Given information:
:::
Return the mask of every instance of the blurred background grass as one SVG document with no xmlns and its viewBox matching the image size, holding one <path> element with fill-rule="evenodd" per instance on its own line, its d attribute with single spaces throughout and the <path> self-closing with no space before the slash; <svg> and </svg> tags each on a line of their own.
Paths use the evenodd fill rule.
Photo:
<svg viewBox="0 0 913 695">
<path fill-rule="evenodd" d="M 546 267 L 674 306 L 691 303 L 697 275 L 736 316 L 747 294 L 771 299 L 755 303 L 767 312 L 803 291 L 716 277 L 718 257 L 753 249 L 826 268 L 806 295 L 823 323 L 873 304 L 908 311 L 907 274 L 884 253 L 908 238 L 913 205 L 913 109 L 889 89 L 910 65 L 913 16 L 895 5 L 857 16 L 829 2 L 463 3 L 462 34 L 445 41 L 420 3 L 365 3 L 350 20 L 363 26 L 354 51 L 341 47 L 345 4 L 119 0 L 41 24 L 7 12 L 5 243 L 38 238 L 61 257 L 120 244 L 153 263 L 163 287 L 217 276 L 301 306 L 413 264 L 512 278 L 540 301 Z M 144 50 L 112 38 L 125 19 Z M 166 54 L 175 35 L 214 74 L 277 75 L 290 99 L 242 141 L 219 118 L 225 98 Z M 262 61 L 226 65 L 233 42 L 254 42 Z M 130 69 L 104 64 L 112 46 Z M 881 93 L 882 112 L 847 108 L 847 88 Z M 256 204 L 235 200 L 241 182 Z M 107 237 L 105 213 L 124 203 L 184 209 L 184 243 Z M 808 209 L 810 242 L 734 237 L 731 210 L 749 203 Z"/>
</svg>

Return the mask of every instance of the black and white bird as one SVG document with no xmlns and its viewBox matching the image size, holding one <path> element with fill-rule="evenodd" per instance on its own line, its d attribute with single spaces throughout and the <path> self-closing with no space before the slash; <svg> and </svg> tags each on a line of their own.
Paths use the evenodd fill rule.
:::
Directions for this task:
Repeat every line of the records above, requests included, and shift every number in the answers by -75, the path coordinates and viewBox values alike. Leave the requests unchanged.

Reply:
Return the mask of every instance of the blurred background grass as one SVG document with no xmlns and its viewBox matching the image size, holding one <path> element with fill-rule="evenodd" per instance on its own line, its d attribute with single spaces throughout and the <path> self-closing with no space before the slash; <svg> and </svg> tags each on a line of their own.
Paths use the evenodd fill rule.
Photo:
<svg viewBox="-75 -75 838 620">
<path fill-rule="evenodd" d="M 471 192 L 599 231 L 616 228 L 622 200 L 661 241 L 672 219 L 696 224 L 680 228 L 692 237 L 728 216 L 641 202 L 643 182 L 678 174 L 751 193 L 731 220 L 748 248 L 798 229 L 833 236 L 832 199 L 809 178 L 833 163 L 838 130 L 838 34 L 814 14 L 835 -10 L 838 -59 L 820 -70 L 782 -59 L 754 -73 L 388 -72 L 387 -41 L 370 -34 L 345 -72 L 290 -72 L 275 -55 L 288 -49 L 279 -24 L 266 -28 L 270 -71 L 44 -75 L -34 -51 L -68 -63 L -70 168 L -37 163 L -14 182 L 45 169 L 78 188 L 88 212 L 142 201 L 226 231 L 338 189 L 437 203 L 465 226 Z M 69 -25 L 37 -37 L 50 -56 Z M 91 -21 L 100 -40 L 139 -1 L 202 0 L 215 24 L 167 66 L 144 43 L 150 23 Z M 187 -14 L 151 -10 L 158 -33 L 179 -33 Z M 55 -6 L 29 -11 L 37 -29 Z M 806 18 L 807 37 L 772 33 L 772 13 Z M 181 129 L 160 125 L 166 107 Z M 32 162 L 30 138 L 49 128 L 109 134 L 109 168 Z M 733 134 L 735 167 L 659 162 L 656 135 L 674 128 Z"/>
</svg>

Return the mask of every instance of the black and white bird as one SVG document with no xmlns and its viewBox matching the image size, holding one <path> element with fill-rule="evenodd" per instance on its own line, its d attribute with single spaces throughout and the <path> self-closing with no space before the slash; <svg> and </svg> tags each on a line of their own.
Paths use the evenodd fill rule.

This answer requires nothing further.